───── DATASET RECORDS
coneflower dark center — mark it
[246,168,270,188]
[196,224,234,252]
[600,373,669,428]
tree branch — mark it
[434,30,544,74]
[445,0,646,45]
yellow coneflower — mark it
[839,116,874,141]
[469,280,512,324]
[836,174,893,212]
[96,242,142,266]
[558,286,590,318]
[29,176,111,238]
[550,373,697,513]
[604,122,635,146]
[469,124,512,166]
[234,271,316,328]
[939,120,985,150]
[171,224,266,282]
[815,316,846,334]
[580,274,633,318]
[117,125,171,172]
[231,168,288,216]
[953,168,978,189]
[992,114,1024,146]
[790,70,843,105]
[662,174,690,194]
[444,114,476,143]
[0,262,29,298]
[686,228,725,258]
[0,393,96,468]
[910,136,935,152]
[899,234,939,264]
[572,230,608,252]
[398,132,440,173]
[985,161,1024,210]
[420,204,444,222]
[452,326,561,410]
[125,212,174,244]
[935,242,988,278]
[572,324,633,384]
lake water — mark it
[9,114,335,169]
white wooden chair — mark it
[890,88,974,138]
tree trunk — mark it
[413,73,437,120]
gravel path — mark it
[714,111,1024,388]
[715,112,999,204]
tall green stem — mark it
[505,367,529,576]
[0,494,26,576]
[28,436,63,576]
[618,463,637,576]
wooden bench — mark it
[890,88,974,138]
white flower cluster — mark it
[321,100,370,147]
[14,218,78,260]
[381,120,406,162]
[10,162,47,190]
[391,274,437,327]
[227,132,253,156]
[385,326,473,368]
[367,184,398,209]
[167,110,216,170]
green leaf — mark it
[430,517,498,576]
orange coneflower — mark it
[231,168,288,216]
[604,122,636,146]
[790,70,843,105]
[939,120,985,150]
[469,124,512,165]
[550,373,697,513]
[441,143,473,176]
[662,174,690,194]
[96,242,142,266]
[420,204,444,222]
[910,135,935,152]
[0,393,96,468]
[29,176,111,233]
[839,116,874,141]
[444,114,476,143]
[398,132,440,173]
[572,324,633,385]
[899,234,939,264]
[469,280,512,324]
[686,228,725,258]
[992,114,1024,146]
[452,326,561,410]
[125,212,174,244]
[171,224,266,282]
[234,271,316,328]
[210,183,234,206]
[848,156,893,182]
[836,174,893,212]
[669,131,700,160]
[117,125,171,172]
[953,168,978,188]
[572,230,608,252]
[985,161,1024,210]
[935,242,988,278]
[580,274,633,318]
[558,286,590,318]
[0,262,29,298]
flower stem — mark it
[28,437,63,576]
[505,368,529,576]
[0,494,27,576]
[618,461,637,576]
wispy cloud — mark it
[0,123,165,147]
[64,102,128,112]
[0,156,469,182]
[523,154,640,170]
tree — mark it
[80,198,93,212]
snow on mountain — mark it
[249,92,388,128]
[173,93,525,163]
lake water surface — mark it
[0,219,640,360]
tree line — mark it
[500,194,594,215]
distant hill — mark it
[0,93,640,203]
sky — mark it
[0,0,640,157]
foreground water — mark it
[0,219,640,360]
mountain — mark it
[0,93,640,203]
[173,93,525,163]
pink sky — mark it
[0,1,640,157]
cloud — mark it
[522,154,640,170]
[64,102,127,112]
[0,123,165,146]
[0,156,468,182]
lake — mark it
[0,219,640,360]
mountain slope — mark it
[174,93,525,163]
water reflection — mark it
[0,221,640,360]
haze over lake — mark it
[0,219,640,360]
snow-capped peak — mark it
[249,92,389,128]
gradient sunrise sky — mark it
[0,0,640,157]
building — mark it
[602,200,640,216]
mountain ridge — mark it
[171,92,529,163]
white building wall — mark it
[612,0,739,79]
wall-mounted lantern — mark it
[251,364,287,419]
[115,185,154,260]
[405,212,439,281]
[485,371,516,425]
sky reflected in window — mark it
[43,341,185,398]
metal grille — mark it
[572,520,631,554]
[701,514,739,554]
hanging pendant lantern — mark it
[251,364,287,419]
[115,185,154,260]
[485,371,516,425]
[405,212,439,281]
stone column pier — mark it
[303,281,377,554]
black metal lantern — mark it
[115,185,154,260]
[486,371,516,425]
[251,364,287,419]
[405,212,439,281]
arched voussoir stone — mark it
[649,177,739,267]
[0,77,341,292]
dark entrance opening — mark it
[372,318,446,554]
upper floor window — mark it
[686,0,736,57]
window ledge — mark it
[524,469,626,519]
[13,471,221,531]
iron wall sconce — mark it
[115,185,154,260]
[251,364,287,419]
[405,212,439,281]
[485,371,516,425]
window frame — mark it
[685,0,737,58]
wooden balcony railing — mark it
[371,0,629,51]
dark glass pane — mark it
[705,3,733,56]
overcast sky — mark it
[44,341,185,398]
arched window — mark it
──────────
*STATED PROBLEM:*
Render every line of the records above as a Markdown table with the columns "No." and "Line": number each row and put the line beside it, omitting blank lines.

*EXERCISE OUTPUT:*
| No. | Line |
|---|---|
| 1 | coneflower dark center — mark it |
| 2 | [246,168,270,188] |
| 3 | [196,224,234,252] |
| 4 | [600,373,669,428] |
| 5 | tree branch — mark it |
| 6 | [434,30,544,74] |
| 7 | [445,0,646,45] |
| 8 | yellow coneflower — mark it |
| 9 | [839,116,874,141] |
| 10 | [469,280,512,324] |
| 11 | [836,174,893,212] |
| 12 | [96,242,142,266] |
| 13 | [558,286,590,318] |
| 14 | [29,176,111,238] |
| 15 | [550,373,697,513] |
| 16 | [604,122,635,146] |
| 17 | [469,124,512,166] |
| 18 | [234,271,316,328] |
| 19 | [939,120,985,150] |
| 20 | [171,224,266,282] |
| 21 | [815,316,846,334] |
| 22 | [580,274,633,318] |
| 23 | [117,125,171,172] |
| 24 | [231,168,288,216] |
| 25 | [953,168,978,189] |
| 26 | [992,114,1024,146] |
| 27 | [790,70,843,105] |
| 28 | [662,174,690,194] |
| 29 | [444,114,476,143] |
| 30 | [0,262,29,298] |
| 31 | [686,228,725,258] |
| 32 | [0,393,96,468] |
| 33 | [910,136,935,152] |
| 34 | [899,234,939,264] |
| 35 | [572,230,608,252] |
| 36 | [398,132,440,173] |
| 37 | [985,161,1024,210] |
| 38 | [420,204,444,222] |
| 39 | [452,326,561,410] |
| 40 | [125,212,174,244] |
| 41 | [935,242,988,278] |
| 42 | [572,324,633,384] |
| 43 | lake water — mark it |
| 44 | [9,114,335,169] |
| 45 | white wooden chair — mark it |
| 46 | [890,88,974,138] |
| 47 | tree trunk — mark it |
| 48 | [413,73,437,120] |
| 49 | gravel path — mark it |
| 50 | [714,111,1024,388] |
| 51 | [715,112,999,204] |
| 52 | tall green stem — mark it |
| 53 | [505,367,529,576] |
| 54 | [0,494,26,576] |
| 55 | [28,436,63,576] |
| 56 | [618,463,637,576] |
| 57 | wooden bench — mark it |
| 58 | [890,88,974,138] |
| 59 | white flower cluster — mark it |
| 60 | [321,100,370,147] |
| 61 | [14,218,78,260] |
| 62 | [381,120,406,162] |
| 63 | [10,162,47,190] |
| 64 | [391,274,437,327] |
| 65 | [227,132,253,156] |
| 66 | [385,326,473,368] |
| 67 | [367,184,398,209] |
| 68 | [167,110,216,170] |
| 69 | green leaf — mark it |
| 70 | [430,517,498,576] |
| 71 | orange coneflower — mark it |
| 72 | [231,168,288,216] |
| 73 | [604,122,636,146] |
| 74 | [790,70,843,105] |
| 75 | [939,120,985,150] |
| 76 | [469,124,512,165] |
| 77 | [550,373,697,513] |
| 78 | [441,143,473,176] |
| 79 | [662,174,690,194] |
| 80 | [96,242,142,266] |
| 81 | [420,204,444,222] |
| 82 | [910,135,935,152] |
| 83 | [0,393,96,468] |
| 84 | [29,176,111,233] |
| 85 | [839,116,874,141] |
| 86 | [444,114,476,143] |
| 87 | [398,132,440,173] |
| 88 | [572,324,633,385] |
| 89 | [899,234,939,264] |
| 90 | [469,280,512,324] |
| 91 | [686,228,725,258] |
| 92 | [992,114,1024,146] |
| 93 | [452,326,561,410] |
| 94 | [125,212,174,244] |
| 95 | [171,224,266,282] |
| 96 | [234,271,316,328] |
| 97 | [210,183,234,206] |
| 98 | [848,156,893,182] |
| 99 | [836,174,893,212] |
| 100 | [669,131,700,160] |
| 101 | [117,125,171,172] |
| 102 | [953,168,978,188] |
| 103 | [572,230,608,252] |
| 104 | [985,161,1024,210] |
| 105 | [935,242,988,278] |
| 106 | [580,274,633,318] |
| 107 | [558,286,590,318] |
| 108 | [0,262,29,298] |
| 109 | flower stem — mark it |
| 110 | [28,437,63,576] |
| 111 | [505,368,529,576] |
| 112 | [0,494,27,576] |
| 113 | [618,461,637,576] |
| 114 | wispy cloud — mark it |
| 115 | [0,123,165,147] |
| 116 | [64,102,128,112] |
| 117 | [0,156,469,182] |
| 118 | [523,154,640,170] |
| 119 | tree — mark it |
| 120 | [80,198,93,212] |
| 121 | snow on mountain — mark it |
| 122 | [249,92,388,128] |
| 123 | [173,93,525,163] |
| 124 | lake water surface — mark it |
| 125 | [0,219,640,360] |
| 126 | tree line — mark it |
| 127 | [500,194,594,215] |
| 128 | distant hill — mark it |
| 129 | [0,93,640,203] |
| 130 | sky — mark it |
| 131 | [0,0,640,157] |
| 132 | foreground water — mark it |
| 133 | [0,219,640,360] |
| 134 | mountain — mark it |
| 135 | [0,93,640,203] |
| 136 | [173,93,525,163] |
| 137 | pink sky — mark it |
| 138 | [0,1,640,157] |
| 139 | cloud — mark it |
| 140 | [522,154,640,170] |
| 141 | [64,102,127,112] |
| 142 | [0,123,165,146] |
| 143 | [0,156,468,182] |
| 144 | lake — mark it |
| 145 | [0,219,640,360] |
| 146 | mountain slope — mark it |
| 147 | [174,93,525,163] |
| 148 | water reflection — mark it |
| 149 | [0,221,640,360] |
| 150 | haze over lake — mark it |
| 151 | [0,219,640,360] |
| 152 | snow-capped peak — mark it |
| 153 | [249,92,389,128] |
| 154 | gradient sunrise sky — mark it |
| 155 | [0,0,640,157] |
| 156 | building — mark it |
| 157 | [602,200,640,216] |
| 158 | mountain ridge — mark it |
| 159 | [171,92,529,163] |
| 160 | white building wall — mark it |
| 161 | [612,0,739,79] |
| 162 | wall-mounted lantern — mark it |
| 163 | [251,364,287,419] |
| 164 | [115,185,154,260] |
| 165 | [405,212,439,281] |
| 166 | [485,371,516,425] |
| 167 | sky reflected in window — mark it |
| 168 | [43,341,185,398] |
| 169 | metal grille — mark it |
| 170 | [572,520,631,554] |
| 171 | [701,514,739,554] |
| 172 | hanging pendant lantern — mark it |
| 173 | [251,364,287,419] |
| 174 | [115,185,154,260] |
| 175 | [485,371,516,425] |
| 176 | [405,212,439,281] |
| 177 | stone column pier — mark it |
| 178 | [303,281,377,554] |
| 179 | black metal lantern — mark it |
| 180 | [115,185,154,260] |
| 181 | [486,371,516,425] |
| 182 | [251,364,287,419] |
| 183 | [405,212,439,281] |
| 184 | arched voussoir stone — mark it |
| 185 | [649,177,739,267] |
| 186 | [0,77,341,292] |
| 187 | dark entrance opening — mark it |
| 188 | [372,318,446,554] |
| 189 | upper floor window — mark it |
| 190 | [686,0,736,57] |
| 191 | window ledge — mark it |
| 192 | [524,469,626,519] |
| 193 | [13,471,221,531] |
| 194 | iron wall sconce — mark it |
| 195 | [115,185,154,260] |
| 196 | [251,364,287,419] |
| 197 | [405,212,439,281] |
| 198 | [485,371,516,425] |
| 199 | window frame — mark it |
| 200 | [685,0,737,58] |
| 201 | wooden balcony railing — mark it |
| 202 | [371,0,629,51] |
| 203 | dark glass pane — mark it |
| 204 | [705,3,733,56] |
| 205 | overcast sky — mark it |
| 206 | [44,341,185,398] |
| 207 | arched window — mark it |